Recorded information:
........

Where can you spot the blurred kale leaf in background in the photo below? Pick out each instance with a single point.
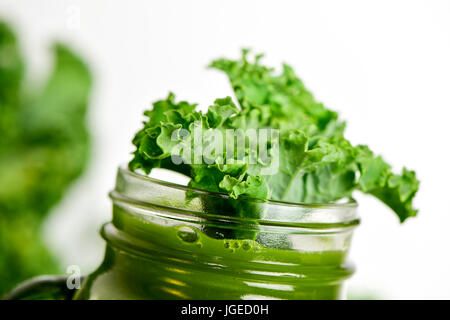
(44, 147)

........

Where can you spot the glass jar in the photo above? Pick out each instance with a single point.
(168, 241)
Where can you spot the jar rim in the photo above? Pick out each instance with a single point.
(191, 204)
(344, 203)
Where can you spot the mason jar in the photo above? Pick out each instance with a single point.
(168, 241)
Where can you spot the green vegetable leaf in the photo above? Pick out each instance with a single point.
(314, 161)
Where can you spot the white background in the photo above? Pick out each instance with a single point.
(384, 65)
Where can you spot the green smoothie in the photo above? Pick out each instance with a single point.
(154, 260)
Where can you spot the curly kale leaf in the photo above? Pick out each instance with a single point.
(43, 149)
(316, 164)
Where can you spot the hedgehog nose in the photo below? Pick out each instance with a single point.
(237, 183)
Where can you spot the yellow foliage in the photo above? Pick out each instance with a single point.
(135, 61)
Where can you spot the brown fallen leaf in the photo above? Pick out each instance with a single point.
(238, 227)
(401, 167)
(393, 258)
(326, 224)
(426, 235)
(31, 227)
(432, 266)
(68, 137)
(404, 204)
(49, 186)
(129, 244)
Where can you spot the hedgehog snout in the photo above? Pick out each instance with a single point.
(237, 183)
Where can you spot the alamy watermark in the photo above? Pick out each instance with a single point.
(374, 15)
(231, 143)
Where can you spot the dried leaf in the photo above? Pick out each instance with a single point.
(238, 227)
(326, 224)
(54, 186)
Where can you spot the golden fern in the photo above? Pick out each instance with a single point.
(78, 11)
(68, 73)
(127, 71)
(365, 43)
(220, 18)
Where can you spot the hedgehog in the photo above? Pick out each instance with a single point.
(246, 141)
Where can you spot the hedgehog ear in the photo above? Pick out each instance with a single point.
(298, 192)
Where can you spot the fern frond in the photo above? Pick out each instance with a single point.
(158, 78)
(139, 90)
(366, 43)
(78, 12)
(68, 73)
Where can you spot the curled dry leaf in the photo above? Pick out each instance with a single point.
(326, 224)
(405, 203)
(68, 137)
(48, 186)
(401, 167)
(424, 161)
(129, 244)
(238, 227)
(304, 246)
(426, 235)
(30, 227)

........

What this task involves:
From the listing above, extract every line that contains the word "kale" and copy each one in full.

Full answer:
Where can you spot the blurred kale leaf in background in the photo below? Pick out each instance with a single point.
Where can you spot the curly kale leaf in the photo above? Pick out each instance with a single point.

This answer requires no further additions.